[The request]
Copy the data below word for word, leaving out the pictures.

[Available records]
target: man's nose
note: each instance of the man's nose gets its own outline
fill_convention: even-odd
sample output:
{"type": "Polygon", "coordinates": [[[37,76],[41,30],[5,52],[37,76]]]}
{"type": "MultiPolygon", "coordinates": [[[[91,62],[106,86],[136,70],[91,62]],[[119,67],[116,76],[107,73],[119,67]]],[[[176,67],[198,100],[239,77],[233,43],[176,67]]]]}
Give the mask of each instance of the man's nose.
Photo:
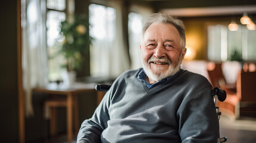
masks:
{"type": "Polygon", "coordinates": [[[165,49],[164,47],[162,45],[158,45],[155,49],[154,55],[158,58],[165,56],[165,49]]]}

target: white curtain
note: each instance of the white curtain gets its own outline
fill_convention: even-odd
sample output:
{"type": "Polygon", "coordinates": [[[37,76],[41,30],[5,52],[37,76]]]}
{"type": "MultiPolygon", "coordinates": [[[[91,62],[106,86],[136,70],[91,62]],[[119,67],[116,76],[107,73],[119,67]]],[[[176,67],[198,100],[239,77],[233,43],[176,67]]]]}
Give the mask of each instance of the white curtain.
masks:
{"type": "Polygon", "coordinates": [[[21,0],[22,69],[27,117],[33,115],[32,90],[48,83],[45,1],[21,0]]]}
{"type": "Polygon", "coordinates": [[[91,4],[89,7],[91,74],[115,78],[129,69],[127,46],[124,44],[122,2],[109,2],[111,7],[91,4]]]}
{"type": "Polygon", "coordinates": [[[124,72],[130,69],[129,53],[127,53],[127,45],[125,44],[122,20],[122,3],[116,2],[113,7],[116,9],[116,38],[113,46],[110,48],[109,77],[116,77],[124,72]]]}

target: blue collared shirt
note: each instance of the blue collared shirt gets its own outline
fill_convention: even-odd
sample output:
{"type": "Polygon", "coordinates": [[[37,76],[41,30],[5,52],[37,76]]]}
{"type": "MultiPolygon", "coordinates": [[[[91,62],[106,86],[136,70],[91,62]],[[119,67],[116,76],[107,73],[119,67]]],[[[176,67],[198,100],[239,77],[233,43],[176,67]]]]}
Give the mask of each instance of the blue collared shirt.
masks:
{"type": "Polygon", "coordinates": [[[142,69],[141,71],[138,73],[138,79],[140,81],[143,82],[145,83],[145,84],[147,85],[147,88],[149,89],[153,88],[154,87],[156,87],[156,86],[161,85],[161,83],[165,82],[165,81],[167,81],[168,80],[170,79],[172,76],[168,76],[165,79],[162,79],[161,80],[157,82],[156,83],[153,83],[152,85],[149,84],[147,81],[146,81],[146,77],[147,76],[147,74],[146,74],[145,72],[144,71],[144,69],[142,69]]]}

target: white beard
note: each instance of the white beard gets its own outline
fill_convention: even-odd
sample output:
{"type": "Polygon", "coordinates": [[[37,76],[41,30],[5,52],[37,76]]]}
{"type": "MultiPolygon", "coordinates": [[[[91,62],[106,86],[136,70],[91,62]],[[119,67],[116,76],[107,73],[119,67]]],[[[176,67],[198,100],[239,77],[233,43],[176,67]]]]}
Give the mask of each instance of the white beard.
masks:
{"type": "MultiPolygon", "coordinates": [[[[175,65],[172,65],[172,62],[169,59],[167,60],[168,62],[166,61],[166,60],[164,60],[161,58],[157,58],[155,57],[151,57],[150,59],[147,61],[146,60],[143,60],[143,56],[141,56],[142,58],[142,66],[144,69],[144,71],[145,72],[147,76],[149,77],[149,78],[152,79],[154,81],[159,82],[162,79],[166,78],[170,76],[174,75],[178,71],[180,70],[180,60],[181,58],[181,56],[180,56],[180,58],[178,59],[178,61],[177,63],[175,64],[175,65]],[[169,64],[168,69],[166,72],[159,72],[159,73],[153,73],[150,70],[150,61],[152,60],[158,60],[158,61],[165,61],[166,63],[168,63],[169,64]]],[[[159,71],[162,71],[163,69],[162,68],[159,69],[159,71]]]]}

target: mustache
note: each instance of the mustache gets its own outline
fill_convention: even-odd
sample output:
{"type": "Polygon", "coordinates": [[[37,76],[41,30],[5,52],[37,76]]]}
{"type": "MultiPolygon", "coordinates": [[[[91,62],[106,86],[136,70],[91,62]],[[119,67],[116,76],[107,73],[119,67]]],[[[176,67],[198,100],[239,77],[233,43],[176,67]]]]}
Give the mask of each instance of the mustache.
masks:
{"type": "Polygon", "coordinates": [[[172,62],[167,57],[165,58],[158,58],[156,57],[152,56],[150,57],[150,58],[147,60],[147,63],[149,63],[150,62],[154,62],[154,61],[158,61],[158,62],[162,62],[162,63],[165,63],[167,64],[171,64],[172,62]]]}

[Result of this task]
target: man's nose
note: each instance of the man's nose gets its own outline
fill_convention: even-odd
sample output:
{"type": "Polygon", "coordinates": [[[37,76],[41,30],[5,52],[37,76]]]}
{"type": "MultiPolygon", "coordinates": [[[[91,62],[106,86],[136,70],[91,62]],[[119,67],[116,76],[107,73],[119,67]]],[[[176,67],[198,100],[239,77],[233,43],[176,67]]]]}
Give the mask of each instance of the man's nose.
Photo:
masks:
{"type": "Polygon", "coordinates": [[[165,49],[164,47],[162,45],[158,45],[155,49],[154,55],[158,58],[165,56],[165,49]]]}

target: white curtain
note: each instance of the white curtain gets its own outline
fill_convention: even-odd
sample output:
{"type": "Polygon", "coordinates": [[[37,76],[41,30],[5,52],[37,76]]]}
{"type": "MultiPolygon", "coordinates": [[[[91,62],[106,86],[136,70],[91,62]],[[119,67],[116,76],[107,73],[119,67]]],[[[176,67],[198,100],[239,77],[233,43],[176,67]]]]}
Give the mask of each instance of the white curtain.
masks:
{"type": "Polygon", "coordinates": [[[21,0],[22,69],[27,117],[33,115],[32,90],[48,83],[45,1],[21,0]]]}
{"type": "Polygon", "coordinates": [[[91,4],[89,7],[91,74],[115,78],[129,69],[127,46],[124,44],[122,2],[109,2],[111,7],[91,4]]]}
{"type": "Polygon", "coordinates": [[[124,72],[130,69],[129,53],[127,53],[127,45],[125,44],[122,20],[122,3],[116,2],[113,7],[116,9],[116,38],[113,46],[110,48],[109,77],[116,77],[124,72]]]}

target: blue collared shirt
note: each instance of the blue collared shirt gets its own outline
fill_convention: even-odd
sample output:
{"type": "Polygon", "coordinates": [[[37,76],[41,30],[5,52],[37,76]]]}
{"type": "MultiPolygon", "coordinates": [[[[91,62],[106,86],[136,70],[91,62]],[[119,67],[116,76],[107,73],[119,67]]],[[[176,67],[198,100],[239,77],[233,43],[176,67]]]]}
Give the mask of each instance of the blue collared shirt.
masks:
{"type": "Polygon", "coordinates": [[[142,69],[141,71],[138,73],[138,79],[140,81],[143,82],[145,83],[145,84],[147,85],[147,88],[149,89],[153,88],[154,87],[156,87],[156,86],[161,85],[161,83],[165,82],[165,81],[167,81],[168,80],[170,79],[172,76],[168,76],[165,79],[162,79],[161,80],[157,82],[156,83],[153,83],[152,85],[149,84],[147,81],[146,81],[146,77],[147,76],[147,74],[146,74],[145,72],[144,71],[144,69],[142,69]]]}

target: white beard
note: each instance of the white beard gets its own outline
fill_convention: even-odd
sample output:
{"type": "Polygon", "coordinates": [[[37,76],[41,30],[5,52],[37,76]]]}
{"type": "MultiPolygon", "coordinates": [[[[91,62],[106,86],[136,70],[91,62]],[[119,67],[116,76],[107,73],[119,67]]],[[[176,67],[198,100],[239,77],[233,43],[176,67]]]]}
Give the mask of each instance of the white beard.
masks:
{"type": "MultiPolygon", "coordinates": [[[[175,65],[172,65],[172,62],[169,59],[167,60],[168,62],[166,61],[166,60],[164,60],[161,58],[157,58],[155,57],[151,57],[150,59],[147,61],[146,60],[143,60],[143,56],[141,56],[142,58],[142,66],[144,69],[144,71],[145,72],[147,76],[149,77],[149,78],[152,79],[154,81],[159,82],[162,79],[166,78],[170,76],[174,75],[178,71],[180,70],[180,60],[181,58],[181,56],[180,56],[180,58],[178,59],[178,61],[177,63],[175,64],[175,65]],[[169,64],[168,69],[166,72],[159,72],[159,73],[153,73],[150,70],[150,61],[152,60],[158,60],[158,61],[165,61],[166,63],[168,63],[169,64]]],[[[159,71],[162,71],[163,69],[162,68],[159,69],[159,71]]]]}

target: mustache
note: each instance of the mustache gets its own outline
fill_convention: even-odd
sample output:
{"type": "Polygon", "coordinates": [[[37,76],[41,30],[5,52],[37,76]]]}
{"type": "MultiPolygon", "coordinates": [[[[91,62],[106,86],[136,70],[91,62]],[[119,67],[116,76],[107,73],[119,67]]],[[[176,67],[198,100],[239,77],[233,43],[176,67]]]]}
Give the mask of each instance of the mustache.
masks:
{"type": "Polygon", "coordinates": [[[172,62],[167,57],[165,58],[158,58],[156,57],[152,56],[150,57],[150,58],[147,60],[147,63],[149,63],[150,62],[154,62],[154,61],[158,61],[158,62],[162,62],[162,63],[165,63],[167,64],[171,64],[172,62]]]}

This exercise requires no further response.